■ Фрагмент текста
==*==
Добавить в цитаты Настройки чтения

Страница 18 из 46

Вот как выглядит вселенная Зебальда. В силу крайней тактичности он никогда не поднимает вопроса о холокосте. При этом читатель просто не может думать ни о чем другом. Зебальд редко упоминает о случайном переезде в Англию, но я совершенно убежден в том, что Сельвин проживает не только ему не предназначенную или случайную, но еще и не ту жизнь. Жизнь, которой он живет, как бы соперничает с некой идущей вразрез с фактами жизнью, которая разворачивается в призрачно-мглистой зоне ирреалиса. Ощущение того, что человек как бы отложил свою настоящую жизнь, настоящую суть куда-то не туда, в итоге сводится к четкой формулировке в «Аустерлице», когда персонаж-эпоним говорит нарратору: «Когда-то в глубоком прошлом я совершил ошибку и попал в какую-то чужую жизнь».

Поняв, что они проживают не ту жизнь, люди порой сами кончают с собой или — так это бывает с теми, чью жизнь перекорежила утрата или трагедия, — живут дольше, чем им положено, именно потому, что до последнего цепляются за надежду обрести ту жизнь, которую им задолжали. В этом суть истории отца моего коллеги.

Так что нет ничего удивительного в том, что, отдыхая во Франции, наш нарратор, бывший квартирант Сельвина, узнает, что добрый старый доктор в итоге все-таки закрыл гроссбух и застрелился.

* * *

И здесь мы доходим до третьей озадачивающей составляющей повести Зебальда. История доктора Сельвина отнюдь не заканчивается с его смертью. В 1986 году нарратор едет на поезде по Швейцарии и начинает вспоминать доктора Сельвина. Думая про Сельвина, он случайно — думаю, правильнее было бы сказать: по случайному совпадению — замечает в свежей газете заметку о том, что «семьдесят два года спустя ледник Обераар вернул останки горного гида из Берна Йоганнеса Негели, пропавшего летом 1914 года».
==*==
■ Исходные данные
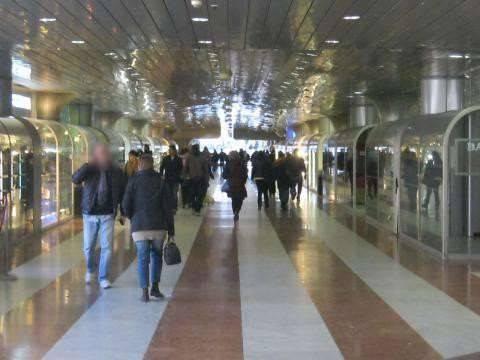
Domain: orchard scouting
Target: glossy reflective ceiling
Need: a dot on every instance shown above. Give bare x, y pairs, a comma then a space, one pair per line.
249, 64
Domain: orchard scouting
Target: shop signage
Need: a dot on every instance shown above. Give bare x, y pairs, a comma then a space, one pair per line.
467, 157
==*==
■ Упражнение 1
Можете дословно повторить фрагмент о Зебальде — всё от слов «Поняв, что они» и ниже до слов «гроссбух и застрелился.»?
■ Упражнение 2
Допишите следующую часть фрагмента о Зебальде, начав сразу после его последнего предложения.
Пункты здесь никак не используются.

■ Ответ 1
Поняв, что они проживают не ту жизнь, люди порой сами кончают с собой или — так это бывает с теми, чью жизнь перекорежила утрата или трагедия, — живут дольше, чем им положено, именно потому, что до последнего цепляются за надежду обрести ту жизнь, которую им задолжали. В этом суть истории отца моего коллеги.

Так что нет ничего удивительного в том, что, отдыхая во Франции, наш нарратор, бывший квартирант Сельвина, узнает, что добрый старый доктор в итоге все-таки закрыл гроссбух и застрелился.

■ Ответ 2
Тело, пропавшее летом 1914 года, в самый канун Первой мировой войны, наконец-то выбралось на поверхность, через много лет после того, как война превратилась в расплывчатое воспоминание, тела погибших на ней разложились, а тела тех, кто пережил эту войну, только чтобы потом сгинуть в холокосте, исчезли без следа. Собственно, в живых уже не осталось никого из тех, кто в 1914 году мог по возрасту служить в армии. И тут вдруг оказывается, что замерзшее неразложившееся тело Йоганнеса Негели теперь моложе Генри Сельвина, которого и самого уже шестнадцать лет как нет в живых. Рип ван Винкль по возвращении не просто становится анахронизмом: у него есть все основания полагать, если только он не смотрится в зеркало, что он на двадцать лет моложе всех своих сверстников. А вот нарратору у Зебальда больше всего на свете хочется показать эту заметку Генри Сельвину, чтобы старый доктор наконец-то закрыл все долги перед более молодой версией себя. Но в этом и состоит умопомрачительная жестокость времени. Упорядочивание счетов, которое, говоря теоретически, могло бы исправить столько разных вещей, на деле невозможно. Упорядочивание и подведение счетов, возвращение, воздаяние — все это в лучшем случае блеклые фигуры речи: слова, равно как и понятия вроде «недоделанного дела» и «открытого гроссбуха», «поставлены на паузу на неопределенный срок». Время не видит смысла в подобных словах. Дело в том, что при всей искушенности древних грамматиков мы до сих пор не знаем, как осмыслять время. Дело в том, что представления самого времени о времени не совпадают с нашими. Дело в том, что времени решительно наплевать, что мы думаем о времени. Дело в том, что время — лишь хромая и шаткая метафора для обозначения того, как мы осмысляем жизнь. Дело в том, что не существует «не того» для нас времени, да и места, которое можно назвать безнадежно не тем, не существует тоже. Просто не та сама жизнь.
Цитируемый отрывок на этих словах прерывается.